▶ Quoted passage:
#####
Scraping Central is reader-supported. When you buy through links on our site, we may earn an affiliate commission.

Guide

Best Ways to Store Scraped Data (CSV, JSON, Database)

Learn the best storage formats for scraped data. Compare CSV, JSON, SQLite, PostgreSQL, and MongoDB with practical Python examples.

Choosing the right storage format is critical for working with scraped data. Here is a comparison of the most common options.

Quick Comparison

Format Best For Size Limit Query Support Setup
CSV Tabular data, spreadsheets ~1M rows None Zero
JSON Nested/hierarchical data ~100MB None Zero
SQLite Medium datasets, queries ~10GB Full SQL Minimal
PostgreSQL Large-scale, production Unlimited Full SQL Server
MongoDB Flexible schemas Unlimited Rich queries Server

CSV Storage

Best for simple, flat data that fits in a spreadsheet.

import csv

data = [
    {"title": "Product A", "price": 29.99, "url": "https://..."},
    {"title": "Product B", "price": 49.99, "url": "https://..."},
]

with open("products.csv", "w", newline="") as f:
    writer = csv.DictWriter(f, fieldnames=["title", "price", "url"])
#####
▶ Given data:
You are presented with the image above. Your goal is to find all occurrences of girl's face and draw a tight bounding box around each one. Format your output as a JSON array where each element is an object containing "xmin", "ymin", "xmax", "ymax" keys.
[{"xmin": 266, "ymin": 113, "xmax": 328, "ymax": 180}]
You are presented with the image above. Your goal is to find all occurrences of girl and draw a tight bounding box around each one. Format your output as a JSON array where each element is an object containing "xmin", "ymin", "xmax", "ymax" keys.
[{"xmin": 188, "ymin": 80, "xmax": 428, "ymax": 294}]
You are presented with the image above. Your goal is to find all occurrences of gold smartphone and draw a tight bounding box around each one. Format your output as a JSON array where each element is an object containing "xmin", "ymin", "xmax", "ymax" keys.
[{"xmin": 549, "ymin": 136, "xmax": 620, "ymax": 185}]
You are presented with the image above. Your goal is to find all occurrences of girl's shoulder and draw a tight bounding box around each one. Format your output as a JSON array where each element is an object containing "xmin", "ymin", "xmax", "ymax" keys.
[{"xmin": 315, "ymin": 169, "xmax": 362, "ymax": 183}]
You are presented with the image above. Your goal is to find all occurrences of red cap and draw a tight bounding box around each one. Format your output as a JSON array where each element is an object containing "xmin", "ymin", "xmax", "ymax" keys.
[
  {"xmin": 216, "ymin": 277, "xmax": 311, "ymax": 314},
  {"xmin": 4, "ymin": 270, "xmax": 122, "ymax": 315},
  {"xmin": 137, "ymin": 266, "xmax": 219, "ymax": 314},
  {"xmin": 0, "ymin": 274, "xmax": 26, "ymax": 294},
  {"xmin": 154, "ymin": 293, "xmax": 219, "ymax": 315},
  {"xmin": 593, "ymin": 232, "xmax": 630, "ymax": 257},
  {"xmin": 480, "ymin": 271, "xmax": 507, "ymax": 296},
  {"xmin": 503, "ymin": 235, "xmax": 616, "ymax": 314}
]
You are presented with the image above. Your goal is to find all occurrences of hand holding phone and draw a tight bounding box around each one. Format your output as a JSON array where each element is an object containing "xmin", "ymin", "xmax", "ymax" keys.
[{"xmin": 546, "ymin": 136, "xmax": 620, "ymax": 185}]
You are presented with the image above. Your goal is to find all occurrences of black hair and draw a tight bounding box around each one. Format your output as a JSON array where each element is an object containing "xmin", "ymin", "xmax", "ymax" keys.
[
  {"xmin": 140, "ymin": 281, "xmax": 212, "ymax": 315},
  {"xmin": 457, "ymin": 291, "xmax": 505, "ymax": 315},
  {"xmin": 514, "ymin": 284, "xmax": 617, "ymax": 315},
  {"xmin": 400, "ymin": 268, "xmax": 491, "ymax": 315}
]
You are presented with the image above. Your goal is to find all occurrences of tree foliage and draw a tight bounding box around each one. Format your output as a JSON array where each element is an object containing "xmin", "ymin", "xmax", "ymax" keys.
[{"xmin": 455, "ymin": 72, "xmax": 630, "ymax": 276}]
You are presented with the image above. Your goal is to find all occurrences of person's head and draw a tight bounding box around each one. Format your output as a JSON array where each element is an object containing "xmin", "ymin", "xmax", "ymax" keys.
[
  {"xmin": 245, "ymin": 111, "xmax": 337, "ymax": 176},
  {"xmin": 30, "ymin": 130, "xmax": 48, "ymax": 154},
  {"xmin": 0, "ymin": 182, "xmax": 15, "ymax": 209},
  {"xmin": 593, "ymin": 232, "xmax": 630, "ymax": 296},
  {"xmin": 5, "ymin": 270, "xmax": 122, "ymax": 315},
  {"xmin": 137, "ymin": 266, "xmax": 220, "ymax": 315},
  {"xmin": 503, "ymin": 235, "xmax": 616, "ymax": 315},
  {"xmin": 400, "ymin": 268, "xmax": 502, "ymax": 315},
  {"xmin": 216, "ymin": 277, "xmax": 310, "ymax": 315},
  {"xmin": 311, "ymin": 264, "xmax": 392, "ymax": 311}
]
#####
▶ Set tasks:
1. Sum up the guide on storing scraped data in two sentences.
2. Write the next part of the guide on storing scraped data, picking up right after its last line.

▶ Task answers:
1. The guide says choosing the right storage format is critical for scraped data and compares CSV, JSON, SQLite, PostgreSQL, and MongoDB by what each is best for, size limit, query support, and setup. It recommends CSV for simple, flat data that fits in a spreadsheet and starts a Python example that writes product titles, prices, and URLs to a CSV file.

2.
    writer.writeheader()
    writer.writerows(data)

JSON Storage

Best for nested or irregular data structures.

import json

data = {
    "scraped_at": "2026-04-21",
    "products": [
        {"title": "Product A", "variants": [{"size": "S", "price": 29.99}]},
    ]
}

with open("products.json", "w") as f:
    json.dump(data, f, indent=2)

For large datasets, use JSON Lines (one JSON object per line):

with open("products.jsonl", "a") as f:
    for item in data:
        f.write(json.dumps(item) + "\n")

SQLite Database

Best for medium datasets that need querying. No server required.

import sqlite3

conn = sqlite3.connect("scraped_data.db")
cursor = conn.cursor()

cursor.execute("""
    CREATE TABLE IF NOT EXISTS products (
        id INTEGER PRIMARY KEY AUTOINCREMENT,
        title TEXT,
        price REAL,
        url TEXT UNIQUE,
        scraped_at TIMESTAMP DEFAULT CURRENT_TIMESTAMP
    )
""")

cursor.execute(
    "INSERT OR IGNORE INTO products (title, price, url) VALUES (?, ?, ?)",
    ("Product A", 29.99, "https://example.com/product-a")
)
conn.commit()

PostgreSQL

Best for production systems with concurrent access and large datasets.

import psycopg2

conn = psycopg2.connect("postgresql://user:pass@localhost/scraping_db")
cursor = conn.cursor()

cursor.execute(
    "INSERT INTO products (title, price, url) VALUES (%s, %s, %s) ON CONFLICT (url) DO UPDATE SET price = %s",
    ("Product A", 29.99, "https://...", 29.99)
)
conn.commit()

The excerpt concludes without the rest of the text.